[YOUR TASKS]
1 – Repeat the data mining quiz word for word, between "A : false rate" and "A : False positives(FP)", inclusive.
2 – Translate the sentence "The schema is collection of stars." from the data mining quiz into Spanish.
3 – Supply the next part of the data mining and warehousing quiz, picking up after its final line.

[TEXT]
Data Mining and Warehousing Question with Answer

1. What does the leaf node in decision tree indicates

A : sub tree

B : class label

C : testing node

D : condition

Q.no 2. sensitivity is also known as

A : false rate

B : recall

C : negative rate

D : recognition rate

Q.no 3. the negative tuples that were correctly labeled by the

classifier

A : False positives(FP)

B : True positives(TP)

C : True negatives (TN)

D : False negatives(FN)

Q.no 4. Removing duplicate records is a process called

A : recovery

B : data cleaning

C : data cleansing

D : data pruning

Q.no 5. For Apriori algorithm, what is the first phase?

A : Pruning

B : Partitioning

C : Candidate generation

D : Itemset generation

Q.no 6. Multi-class classification makes the assumption that each sample is

assigned to

A : one and only one label

B : many labels

C : one or many labels

D : no label

Q.no 7. Multilevel association rules can be mined efficiently using

A : Support

B : Confidence

C : Support count

D : Concept Hierarchies under support-confidence framework

Q.no 8. What is the method to interpret the results after rule generation?

A : Absolute Mean

B : Lift ratio

C : Gini Index

D : Apriori

Q.no 9. Self-training is the simplest form of

A : supervised classification

B : semi-supervised classification

C : unsupervised classification

D : regression

Q.no 10. Which of the following is direct application of frequent itemset mining?

A : Social Network Analysis

B : Market Basket Analysis

C : Outlier Detection

D : Intrusion Detection

Q.no 11. Hidden knowledge referred to

A : A set of databases from different vendors, possibly using different database

paradigms

B : An approach to a problem that is not guaranteed to work but performs well in most

cases

C : Information that is hidden in a database and that cannot be recovered by a simple

SQL query

D : None of these

Q.no 12. The schema is collection of stars. Recognize the type of schema.

A : Star Schema

B : Snowflake schema

C : Fact constellation

D : Database schema

Q.no 13. The Synonym for data mining is

A : Data warehouse

B : Knowledge discovery in database

C : ETL

D : Business Intelligemce

Q.no 14. Which of the following are methods for supervised classification?

[EXTRACTED MATERIAL]
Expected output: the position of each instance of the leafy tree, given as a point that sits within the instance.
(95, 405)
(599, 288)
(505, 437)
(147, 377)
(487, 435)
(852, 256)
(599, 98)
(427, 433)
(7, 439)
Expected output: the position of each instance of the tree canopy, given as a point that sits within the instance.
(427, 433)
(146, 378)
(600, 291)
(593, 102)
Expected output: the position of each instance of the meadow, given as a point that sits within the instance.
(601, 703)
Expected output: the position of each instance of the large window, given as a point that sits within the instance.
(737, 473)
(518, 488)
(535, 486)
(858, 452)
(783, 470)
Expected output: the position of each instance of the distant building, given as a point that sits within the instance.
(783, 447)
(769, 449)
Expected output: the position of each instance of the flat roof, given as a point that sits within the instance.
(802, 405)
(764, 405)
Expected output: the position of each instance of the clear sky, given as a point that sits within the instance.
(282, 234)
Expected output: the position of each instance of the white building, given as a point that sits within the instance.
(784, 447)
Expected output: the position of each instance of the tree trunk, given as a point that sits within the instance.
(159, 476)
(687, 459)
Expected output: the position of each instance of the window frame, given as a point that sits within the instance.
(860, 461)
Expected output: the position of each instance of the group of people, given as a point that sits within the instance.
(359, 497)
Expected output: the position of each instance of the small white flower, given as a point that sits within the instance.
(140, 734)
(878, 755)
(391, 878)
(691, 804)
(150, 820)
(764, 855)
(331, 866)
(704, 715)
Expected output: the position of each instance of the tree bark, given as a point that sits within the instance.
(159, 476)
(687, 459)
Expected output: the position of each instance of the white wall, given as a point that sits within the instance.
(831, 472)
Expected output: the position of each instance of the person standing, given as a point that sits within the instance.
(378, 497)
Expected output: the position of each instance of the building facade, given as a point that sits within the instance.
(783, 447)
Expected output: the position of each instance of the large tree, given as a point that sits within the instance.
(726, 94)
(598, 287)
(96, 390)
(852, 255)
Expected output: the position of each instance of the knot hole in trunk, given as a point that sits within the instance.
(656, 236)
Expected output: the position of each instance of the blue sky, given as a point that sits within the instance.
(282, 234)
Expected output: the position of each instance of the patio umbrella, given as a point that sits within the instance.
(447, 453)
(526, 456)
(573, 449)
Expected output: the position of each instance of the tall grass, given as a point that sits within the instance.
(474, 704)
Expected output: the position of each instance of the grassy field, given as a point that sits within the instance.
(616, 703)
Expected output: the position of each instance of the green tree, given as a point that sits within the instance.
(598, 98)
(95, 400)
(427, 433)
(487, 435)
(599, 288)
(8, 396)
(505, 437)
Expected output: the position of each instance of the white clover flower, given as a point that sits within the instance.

[ANSWERS BELOW]
1 –
A : false rate

B : recall

C : negative rate

D : recognition rate

Q.no 3. the negative tuples that were correctly labeled by the

classifier

A : False positives(FP)

2 – El esquema es una colección de estrellas.

3 –
A : Decision tree

B : K-Means

C : Hierarchical

D : Apriori

Q.no 15. These are the intermediate servers that stand in between a relational

back-end server and client front-end tools

A : ROLAP

B : MOLAP

C : HOLAP

D : HaoLap

Q.no 16. Color is an example of which type of attribute

A : Nominal

B : Binary

C : Ordinal

D : numeric

Q.no 17. What are two steps of tree pruning work?

A : Pessimistic pruning and Optimistic pruning

B : Postpruning and Prepruning

C : Cost complexity pruning and time complexity pruning

D : None of the options

Q.no 18. A data cube is defined by

A : Dimensions

B : Facts

C : Dimensions and Facts

D : Dimensions or Facts

Q.no 19. For Apriori algorithm, what is the second phase?

A : Pruning

B : Partitioning

C : Candidate generation

D : Itemset generation

Q.no 20. What is the range of the cosine similarity of the two documents?

A : Zero to One

B : Zero to infinity

C : Infinity to infinity

D : Zero to Zero

Answers

Answer for Question No 1. is b

Answer for Question No 2. is b

Answer for Question No 3. is c

Answer for Question No 4. is b

Answer for Question No 5. is c

Answer for Question No 6. is a

Answer for Question No 7. is d

Answer for Question No 8. is b

Answer for Question No 9. is b

Answer for Question No 10. is b

Answer for Question No 11. is c

Answer for Question No 12. is c

Answer for Question No 13. is b

Answer for Question No 14. is a

Answer for Question No 15. is a

Answer for Question No 16. is a

Answer for Question No 17. is b

Answer for Question No 18. is c

Answer for Question No 19. is a

Answer for Question No 20. is a

Q.no 21. Lazy learner classification approach is

A : learner waits until the last minute before constructing model to classify

B : a given training data constructs a model first and then uses it to classify

C : the network is constructed by human experts

D : None of the options

Q.no 22. Cross validation involves

A : testing the machine on all possible ways by substituting the original sample into

training set

B : testing the machine on all possible ways by dividing the original sample into

training and validation sets.

C : testing the machine with only validation sets

D : testing the machine on only testing datasets.

Q.no 23. The rule is considered as intersting if

A : They satisfy both minimum support and minimum confidence threshold

B : They satisfy both maximum support and maximum confidence threshold

C : They satisfy maximum support and minimum confidence threshold

D : They satisfy minimum support and maximum confidence threshold

Q.no 24. Data independence means

A : Data is defined separately and not included in programs

B : Programs are not dependent on the physical attributes of the data

C : Programs are not dependent on the logiical attributes of the data

D : Programs are not dependent on the physical attributes as well as logical attributes

of the data

Q.no 25. Which of the following is a predictive model?

A : Clustering

B : Regression

C : Summarization

D : Association rules

Q.no 26. The data cubes are generally

A : 1 Dimensional

B : 2 Dimensional

C : 3 Dimensional

D : n-Dimensional

Q.no 27. Identify the example of sequence data

A : weather forecast

B : data matrix

C : market basket data

D : genomic data

Q.no 28. The frequent-item-header-table consists of number fields

A : Only one

B : Two

C : Three

D : Four

Q.no 29. How are metarules useful in mining of association rules?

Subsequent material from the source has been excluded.